**DATASET CONTENT**
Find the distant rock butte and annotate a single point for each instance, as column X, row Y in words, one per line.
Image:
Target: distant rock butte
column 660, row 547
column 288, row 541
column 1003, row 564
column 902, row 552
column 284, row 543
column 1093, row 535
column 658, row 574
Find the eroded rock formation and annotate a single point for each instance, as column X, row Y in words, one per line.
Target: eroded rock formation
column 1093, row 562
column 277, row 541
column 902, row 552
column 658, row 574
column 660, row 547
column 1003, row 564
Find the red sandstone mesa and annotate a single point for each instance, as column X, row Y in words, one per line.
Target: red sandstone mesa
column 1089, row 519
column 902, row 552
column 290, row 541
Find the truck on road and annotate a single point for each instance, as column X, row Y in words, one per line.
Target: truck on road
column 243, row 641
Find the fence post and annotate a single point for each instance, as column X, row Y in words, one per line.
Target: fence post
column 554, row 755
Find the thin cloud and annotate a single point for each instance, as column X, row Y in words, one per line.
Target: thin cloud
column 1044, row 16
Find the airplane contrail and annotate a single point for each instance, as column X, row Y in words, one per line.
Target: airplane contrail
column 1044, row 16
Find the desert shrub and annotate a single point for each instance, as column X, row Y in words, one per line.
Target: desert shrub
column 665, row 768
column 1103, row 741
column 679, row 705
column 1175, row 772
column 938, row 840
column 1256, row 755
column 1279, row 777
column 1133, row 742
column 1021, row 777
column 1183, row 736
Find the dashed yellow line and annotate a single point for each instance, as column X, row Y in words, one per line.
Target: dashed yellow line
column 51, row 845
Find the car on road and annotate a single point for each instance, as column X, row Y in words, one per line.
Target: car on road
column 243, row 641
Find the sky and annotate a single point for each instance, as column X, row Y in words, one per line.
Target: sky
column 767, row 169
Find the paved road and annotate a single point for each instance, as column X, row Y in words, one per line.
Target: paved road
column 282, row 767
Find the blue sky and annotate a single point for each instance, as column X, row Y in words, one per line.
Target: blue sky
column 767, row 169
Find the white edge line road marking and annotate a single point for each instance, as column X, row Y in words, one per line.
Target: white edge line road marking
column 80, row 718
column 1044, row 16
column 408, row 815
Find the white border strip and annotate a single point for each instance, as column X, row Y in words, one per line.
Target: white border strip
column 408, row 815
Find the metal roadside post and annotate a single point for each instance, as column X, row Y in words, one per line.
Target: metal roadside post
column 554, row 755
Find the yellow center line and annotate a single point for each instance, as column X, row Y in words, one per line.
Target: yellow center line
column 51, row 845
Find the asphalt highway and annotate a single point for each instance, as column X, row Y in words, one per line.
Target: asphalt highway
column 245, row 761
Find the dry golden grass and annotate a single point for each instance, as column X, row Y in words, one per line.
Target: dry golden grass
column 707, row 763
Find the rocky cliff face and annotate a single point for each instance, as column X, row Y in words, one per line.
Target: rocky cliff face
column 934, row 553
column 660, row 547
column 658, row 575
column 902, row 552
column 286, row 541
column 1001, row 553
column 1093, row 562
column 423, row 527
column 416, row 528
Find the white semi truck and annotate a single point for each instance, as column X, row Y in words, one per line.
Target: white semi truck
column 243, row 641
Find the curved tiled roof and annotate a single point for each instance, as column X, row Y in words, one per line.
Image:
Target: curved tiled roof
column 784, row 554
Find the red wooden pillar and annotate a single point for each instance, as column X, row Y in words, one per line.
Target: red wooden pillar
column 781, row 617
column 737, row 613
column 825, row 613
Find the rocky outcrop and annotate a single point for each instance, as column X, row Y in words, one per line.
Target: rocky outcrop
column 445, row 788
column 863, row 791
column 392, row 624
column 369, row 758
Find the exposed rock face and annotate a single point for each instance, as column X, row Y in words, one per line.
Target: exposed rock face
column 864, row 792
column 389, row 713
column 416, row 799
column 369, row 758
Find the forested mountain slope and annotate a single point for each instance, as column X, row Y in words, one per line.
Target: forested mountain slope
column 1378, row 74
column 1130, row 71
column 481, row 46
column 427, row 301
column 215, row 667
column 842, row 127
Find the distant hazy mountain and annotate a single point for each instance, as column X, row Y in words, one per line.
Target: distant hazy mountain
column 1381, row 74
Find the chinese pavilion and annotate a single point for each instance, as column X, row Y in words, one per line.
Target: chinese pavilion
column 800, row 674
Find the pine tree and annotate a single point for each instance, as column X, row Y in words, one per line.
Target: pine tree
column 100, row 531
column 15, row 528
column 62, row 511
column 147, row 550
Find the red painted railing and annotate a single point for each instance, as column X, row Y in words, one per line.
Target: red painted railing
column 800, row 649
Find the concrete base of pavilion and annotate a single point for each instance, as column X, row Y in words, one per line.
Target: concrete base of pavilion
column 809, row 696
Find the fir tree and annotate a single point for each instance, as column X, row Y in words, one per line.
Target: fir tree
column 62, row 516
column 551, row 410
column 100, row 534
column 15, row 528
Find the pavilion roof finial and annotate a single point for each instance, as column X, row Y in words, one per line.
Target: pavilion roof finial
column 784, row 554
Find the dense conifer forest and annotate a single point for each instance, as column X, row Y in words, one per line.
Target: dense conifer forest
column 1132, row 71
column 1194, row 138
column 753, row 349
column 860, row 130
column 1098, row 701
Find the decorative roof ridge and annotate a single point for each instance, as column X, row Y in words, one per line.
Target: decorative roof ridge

**WHAT THIS TASK INVOLVES**
Please restate the material above, word for word and in full.

**SOLUTION BELOW**
Find the distant rock butte and annotate a single point for each instance, as column X, row Y in words, one per line.
Image:
Target: distant rock butte
column 660, row 547
column 288, row 541
column 1003, row 564
column 902, row 552
column 284, row 543
column 1093, row 535
column 658, row 574
Find the eroded rock formation and annotate a single point for each instance, as column X, row Y in words, one per line.
Target: eroded rock formation
column 1093, row 562
column 277, row 541
column 902, row 552
column 658, row 574
column 660, row 547
column 1003, row 564
Find the red sandstone mesa and annotate a single point for each instance, as column X, row Y in words, one per line.
Target: red sandstone mesa
column 1089, row 519
column 902, row 552
column 290, row 541
Find the truck on road and annotate a single point for each instance, as column X, row Y in words, one per line.
Target: truck on road
column 243, row 641
Find the fence post and annotate a single point for each instance, as column X, row Y in words, one per line.
Target: fence post
column 554, row 755
Find the thin cloud and annotate a single point for each instance, as column X, row Y in words, one per line.
Target: thin cloud
column 1044, row 16
Find the airplane contrail and annotate a single point for each instance, as column X, row Y in words, one per line.
Target: airplane contrail
column 1044, row 16
Find the desert shrub and annotate a single point for each instance, as column X, row Y in words, one per line.
Target: desert shrub
column 665, row 768
column 1103, row 741
column 679, row 705
column 1175, row 772
column 938, row 840
column 1256, row 755
column 1279, row 777
column 1133, row 742
column 1021, row 777
column 1183, row 736
Find the dashed yellow line and annotate a single point for each instance, as column X, row Y in words, one per line.
Target: dashed yellow line
column 51, row 845
Find the car on road and annotate a single point for each instance, as column X, row Y in words, one per line.
Target: car on road
column 243, row 641
Find the sky and annotate a single point for each instance, as column X, row Y in words, one per line.
Target: sky
column 767, row 169
Find the paved road and annotate a single point for each instance, as column X, row Y in words, one per line.
Target: paved road
column 282, row 767
Find the blue sky and annotate a single point for each instance, as column X, row Y in words, one per line.
Target: blue sky
column 767, row 169
Find the white edge line road marking and annotate a single point for each instance, as column X, row Y in words, one per line.
Target: white edge line road marking
column 80, row 718
column 1044, row 16
column 408, row 815
Find the white border strip and annotate a single point for each instance, as column X, row Y in words, one per line.
Target: white border strip
column 408, row 815
Find the metal roadside post and annotate a single point for each instance, as column X, row Y in words, one per line.
Target: metal roadside post
column 554, row 755
Find the yellow center line and annotate a single point for each instance, as column X, row Y in words, one per line.
Target: yellow center line
column 51, row 845
Find the asphalt highway and annotate a single point for each instance, as column X, row Y in words, one per line.
Target: asphalt highway
column 245, row 761
Find the dry golden grass and annotate a single point for each instance, as column X, row Y in words, one per line.
Target: dry golden grass
column 707, row 763
Find the rocky cliff face and annotate a single point for each instance, as column X, row Y in words, one per line.
Target: rocky cliff face
column 934, row 553
column 660, row 547
column 658, row 575
column 902, row 552
column 286, row 541
column 1001, row 553
column 1093, row 562
column 423, row 527
column 416, row 528
Find the white semi truck and annotate a single point for each instance, as column X, row Y in words, one per line.
Target: white semi truck
column 243, row 641
Find the curved tiled roof and annotate a single point for each instance, as column X, row Y in words, one per line.
Image:
Target: curved tiled roof
column 784, row 554
Find the red wooden pillar and annotate a single point for each instance, as column X, row Y in words, one per line.
Target: red wooden pillar
column 781, row 617
column 737, row 613
column 825, row 613
Find the rocky outcrop and annotate a single point for each instance, as column X, row Y in words, one per line.
Target: rocky outcrop
column 445, row 788
column 863, row 791
column 392, row 624
column 369, row 758
Find the exposed rock face and annotate a single point for each instance, as column X, row Y in words, one per line.
Target: exposed rock face
column 864, row 792
column 389, row 713
column 416, row 799
column 369, row 758
Find the forested mountain slope and annotate a single point for each instance, as column X, row Y in words, one per line.
Target: forested mountain slope
column 1378, row 74
column 1130, row 71
column 481, row 46
column 427, row 301
column 215, row 667
column 842, row 127
Find the distant hazy mountain and annotate a single point for each instance, as column X, row Y in words, one per line.
Target: distant hazy mountain
column 1381, row 74
Find the chinese pavilion and annotate a single point for each instance, as column X, row Y in words, one per line.
Target: chinese pavilion
column 800, row 674
Find the pine tree and annotate a single point for each instance, as column X, row Y in words, one per line.
Target: pine tree
column 100, row 531
column 15, row 528
column 62, row 511
column 147, row 550
Find the red painted railing and annotate a single point for each instance, as column X, row Y in words, one per line.
Target: red painted railing
column 800, row 649
Find the concrete base of pavilion and annotate a single point for each instance, as column X, row Y in words, one per line.
Target: concrete base of pavilion
column 809, row 696
Find the fir tree and annotate a single point for each instance, as column X, row Y in words, one per line.
Target: fir tree
column 62, row 516
column 551, row 410
column 100, row 534
column 15, row 528
Find the pavilion roof finial and annotate a single point for each instance, as column X, row Y in words, one per line.
Target: pavilion roof finial
column 784, row 554
Find the dense conifer forest and annotate a single point for each instance, as column X, row Y in words, one per line.
Target: dense conifer forest
column 1132, row 71
column 1194, row 138
column 753, row 349
column 860, row 130
column 1098, row 701
Find the decorative roof ridge and annotate a single point for each instance, as column X, row Y in words, one per line.
Target: decorative roof ridge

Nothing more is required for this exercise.